Top of Records
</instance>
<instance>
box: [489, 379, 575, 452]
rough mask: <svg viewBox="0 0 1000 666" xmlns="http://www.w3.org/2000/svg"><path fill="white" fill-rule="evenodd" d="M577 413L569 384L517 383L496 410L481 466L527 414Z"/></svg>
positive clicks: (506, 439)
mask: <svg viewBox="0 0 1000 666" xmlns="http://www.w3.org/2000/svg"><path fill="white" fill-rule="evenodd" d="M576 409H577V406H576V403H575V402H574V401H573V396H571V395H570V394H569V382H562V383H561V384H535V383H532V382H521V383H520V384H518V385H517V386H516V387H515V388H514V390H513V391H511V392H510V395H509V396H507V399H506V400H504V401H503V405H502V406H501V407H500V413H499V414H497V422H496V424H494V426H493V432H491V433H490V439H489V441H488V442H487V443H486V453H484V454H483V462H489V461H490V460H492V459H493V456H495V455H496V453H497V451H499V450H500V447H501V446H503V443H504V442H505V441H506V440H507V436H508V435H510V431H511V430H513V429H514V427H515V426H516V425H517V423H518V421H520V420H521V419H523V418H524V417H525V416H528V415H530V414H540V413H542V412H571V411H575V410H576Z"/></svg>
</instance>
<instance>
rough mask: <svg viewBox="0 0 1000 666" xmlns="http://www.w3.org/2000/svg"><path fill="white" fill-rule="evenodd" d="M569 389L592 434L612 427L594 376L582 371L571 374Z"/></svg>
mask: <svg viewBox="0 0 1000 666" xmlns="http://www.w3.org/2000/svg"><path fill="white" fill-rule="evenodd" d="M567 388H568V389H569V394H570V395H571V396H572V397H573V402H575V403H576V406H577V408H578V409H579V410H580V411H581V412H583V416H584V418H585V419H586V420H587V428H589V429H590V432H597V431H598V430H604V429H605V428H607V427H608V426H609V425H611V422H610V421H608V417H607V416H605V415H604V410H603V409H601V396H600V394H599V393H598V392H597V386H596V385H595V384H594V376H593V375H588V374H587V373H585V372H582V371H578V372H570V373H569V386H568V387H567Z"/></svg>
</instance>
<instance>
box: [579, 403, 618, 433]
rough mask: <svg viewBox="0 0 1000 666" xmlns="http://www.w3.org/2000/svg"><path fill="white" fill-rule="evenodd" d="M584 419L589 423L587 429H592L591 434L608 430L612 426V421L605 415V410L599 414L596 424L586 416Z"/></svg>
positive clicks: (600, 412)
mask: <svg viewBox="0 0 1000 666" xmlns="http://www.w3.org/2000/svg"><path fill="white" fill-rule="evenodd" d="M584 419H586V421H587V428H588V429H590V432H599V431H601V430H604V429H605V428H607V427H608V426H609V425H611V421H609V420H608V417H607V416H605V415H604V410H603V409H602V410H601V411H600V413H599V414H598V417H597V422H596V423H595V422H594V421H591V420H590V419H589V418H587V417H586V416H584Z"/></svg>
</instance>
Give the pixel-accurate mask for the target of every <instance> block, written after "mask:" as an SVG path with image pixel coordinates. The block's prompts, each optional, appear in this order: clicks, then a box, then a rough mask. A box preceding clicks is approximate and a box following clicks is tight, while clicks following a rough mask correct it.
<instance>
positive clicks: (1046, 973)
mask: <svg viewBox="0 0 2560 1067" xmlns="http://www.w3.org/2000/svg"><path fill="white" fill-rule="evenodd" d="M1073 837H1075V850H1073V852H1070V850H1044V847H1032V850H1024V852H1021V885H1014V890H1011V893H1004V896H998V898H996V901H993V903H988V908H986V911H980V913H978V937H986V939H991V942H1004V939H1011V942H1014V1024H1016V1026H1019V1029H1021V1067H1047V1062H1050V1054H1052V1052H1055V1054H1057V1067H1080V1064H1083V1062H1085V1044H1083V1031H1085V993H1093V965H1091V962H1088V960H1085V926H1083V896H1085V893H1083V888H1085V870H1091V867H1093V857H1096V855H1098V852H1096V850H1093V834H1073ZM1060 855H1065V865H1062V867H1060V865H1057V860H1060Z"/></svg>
Bottom of Records
## To do
Please transcribe, exactly and with nothing added, the lines from the first line of the material above through the line that contains "419L589 423L587 429H592L591".

## Task output
</instance>
<instance>
box: [489, 379, 575, 452]
rough mask: <svg viewBox="0 0 1000 666" xmlns="http://www.w3.org/2000/svg"><path fill="white" fill-rule="evenodd" d="M577 413L569 384L517 383L496 410L481 466L527 414Z"/></svg>
positive clicks: (506, 439)
mask: <svg viewBox="0 0 1000 666" xmlns="http://www.w3.org/2000/svg"><path fill="white" fill-rule="evenodd" d="M576 409H577V406H576V403H575V402H574V401H573V396H571V395H570V394H569V382H562V383H561V384H535V383H532V382H521V383H520V384H518V385H517V386H516V387H515V388H514V390H513V391H511V392H510V395H509V396H507V399H506V400H504V401H503V405H502V406H501V407H500V413H499V414H497V422H496V424H494V426H493V432H491V433H490V439H489V441H488V442H487V443H486V453H484V454H483V462H489V461H490V460H492V459H493V456H495V455H496V453H497V451H499V450H500V447H501V446H503V443H504V442H505V441H506V440H507V436H508V435H510V431H511V430H513V429H514V427H515V426H516V425H517V423H518V421H520V420H521V419H523V418H524V417H525V416H528V415H530V414H540V413H542V412H571V411H575V410H576Z"/></svg>
</instance>
<instance>
rough mask: <svg viewBox="0 0 1000 666" xmlns="http://www.w3.org/2000/svg"><path fill="white" fill-rule="evenodd" d="M569 389L592 434L612 427L594 376L582 371L571 374Z"/></svg>
mask: <svg viewBox="0 0 1000 666" xmlns="http://www.w3.org/2000/svg"><path fill="white" fill-rule="evenodd" d="M567 388H568V389H569V394H570V395H571V396H572V397H573V402H575V403H576V406H577V408H578V409H579V410H580V411H581V412H583V416H584V418H585V419H586V420H587V428H589V429H590V432H597V431H598V430H604V429H605V428H607V427H608V426H609V425H611V422H610V421H608V417H607V416H605V415H604V410H603V409H601V396H600V394H599V393H598V392H597V386H596V385H595V384H594V376H593V375H588V374H587V373H585V372H582V371H578V372H570V373H569V386H568V387H567Z"/></svg>
</instance>
<instance>
box: [579, 403, 618, 433]
rough mask: <svg viewBox="0 0 1000 666" xmlns="http://www.w3.org/2000/svg"><path fill="white" fill-rule="evenodd" d="M584 419L589 423L587 429H592L591 434L608 430L612 426V421L605 415V410L599 414L596 424L586 416Z"/></svg>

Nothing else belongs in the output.